## BRANO
# # # # #
Sono crollati i vecchi edifici della città. Ma anche i palazzi più moderni. «Un disastro» come ripetono i pochi abitanti che si sono sistemati sulla piazza centrale. Si ripercorrono gli attimi dell’ultima scossa, quasi per esorcizzare la paura. «Quella dell’una è stata spaventosa – racconta un ragazzo – sarà durata trenta secondi, non finiva mai». Mentre al telefono si cerca una sistemazione per la notte. Già, perché stasera i campi per accogliere i senza tetto allestiti dalla Protezione civile saranno chiusi. Uno, vicino alla struttura sportiva del Palaverde, in funzione già da una settimana, non è più ritenuto sicuro. L’altro, in fase di allestimento nella parte opposta di Cavezzo, non è ancora pronto. Le tende e i letti sono in arrivo dall’Abruzzo. Ma non saranno qui prima di domani. E così chi non ha qualche familiare in zona, si prepara a passare la notte in macchina. Gli alberghi della zona hanno dato la loro disponibilità, ma potranno accogliere solo qualche centinaio di persone. «Rigorosamente donne e bambini» spiega un carabiniere.
Dal pomeriggio il centro cittadino è quasi deserto, circondato da agenti della forestale e vigili del fuoco. I curiosi sono invitati ad allontanarsi. Nel piccolo gazebo per il primo soccorso allestito fuori dalla sede della polizia municipale, fa bella mostra un cartello di avvertimento: “Fughe di gas”. Una cinquantina di metri e si arriva a piazza Primo maggio. È l’immagine più inquietante di quel che resta di Cavezzo. Una palazzina è stata squarciata dal terremoto. Attraverso l’apertura che la attraversa dal piano terra al tetto è ancora possibile vedere tutte le stanze dell’edificio. Anche se i pavimenti non esistono più. Appena dietro, un’abitazione si è accartocciata su sé stessa.
Tre vigili del fuoco provano a entrare in uno dei palazzi più pericolanti. Dopo qualche minuto uno di loro si affaccia al balcone per scambiare due parole con gli anziani proprietari, che attendono davanti al portone. A distanza di sicurezza. Subito dopo, il vigile esce con in mano una scatola piena di medicine. Porgendo alla signora un paio di occhiali di vista. Lei piange e lo abbraccia. Ma il marito preoccupato chiede: «Siete sicuri di aver chiuso bene la porta? Avete dato due mandate?». «Ne abbiamo date quattro – ride il vigile tradendo un marcato accento ligure – siamo genovesi noi».
# # # # #
## RACCOLTA DI RECORD

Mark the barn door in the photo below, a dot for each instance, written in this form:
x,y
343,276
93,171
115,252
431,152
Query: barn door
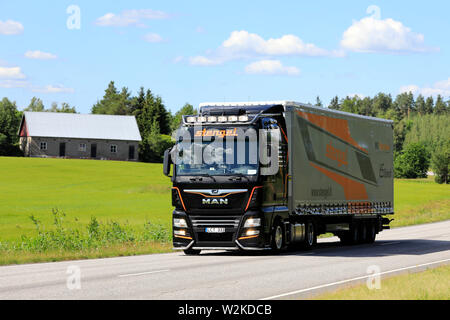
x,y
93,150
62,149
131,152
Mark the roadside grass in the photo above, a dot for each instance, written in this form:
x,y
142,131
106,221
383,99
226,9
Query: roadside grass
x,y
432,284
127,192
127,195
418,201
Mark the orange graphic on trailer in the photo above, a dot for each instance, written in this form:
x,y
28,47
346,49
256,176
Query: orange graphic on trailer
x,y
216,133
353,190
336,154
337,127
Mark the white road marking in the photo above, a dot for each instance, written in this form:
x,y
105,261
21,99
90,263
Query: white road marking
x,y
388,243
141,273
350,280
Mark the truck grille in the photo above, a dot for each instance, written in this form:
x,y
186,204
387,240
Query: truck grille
# # # # #
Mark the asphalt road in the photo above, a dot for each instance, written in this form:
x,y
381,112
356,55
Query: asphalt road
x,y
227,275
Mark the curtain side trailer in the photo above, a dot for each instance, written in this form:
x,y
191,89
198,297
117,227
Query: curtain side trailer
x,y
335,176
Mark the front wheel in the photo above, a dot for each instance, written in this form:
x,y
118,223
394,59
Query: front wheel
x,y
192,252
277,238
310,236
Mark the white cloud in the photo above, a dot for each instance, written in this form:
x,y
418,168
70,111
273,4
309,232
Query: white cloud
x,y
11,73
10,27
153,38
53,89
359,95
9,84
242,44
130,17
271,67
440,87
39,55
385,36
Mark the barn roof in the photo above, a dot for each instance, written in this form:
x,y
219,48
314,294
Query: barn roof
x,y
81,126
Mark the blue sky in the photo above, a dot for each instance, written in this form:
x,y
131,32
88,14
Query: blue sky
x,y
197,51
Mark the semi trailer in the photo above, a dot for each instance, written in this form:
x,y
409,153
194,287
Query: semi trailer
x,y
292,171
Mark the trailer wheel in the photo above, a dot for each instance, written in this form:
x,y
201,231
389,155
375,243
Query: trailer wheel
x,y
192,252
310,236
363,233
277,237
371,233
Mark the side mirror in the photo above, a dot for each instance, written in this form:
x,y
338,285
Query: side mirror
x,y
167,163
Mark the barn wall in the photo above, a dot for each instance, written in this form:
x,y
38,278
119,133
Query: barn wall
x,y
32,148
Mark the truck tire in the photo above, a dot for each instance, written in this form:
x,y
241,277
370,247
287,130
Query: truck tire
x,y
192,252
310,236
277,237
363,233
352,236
# # # # #
## COSA FARE
Secondo il brano, da dove arrivano le tende e i letti per il campo in allestimento a Cavezzo? I record sono materiale a parte, slegato dal brano.

## RISULTATO
Arrivano dall'Abruzzo.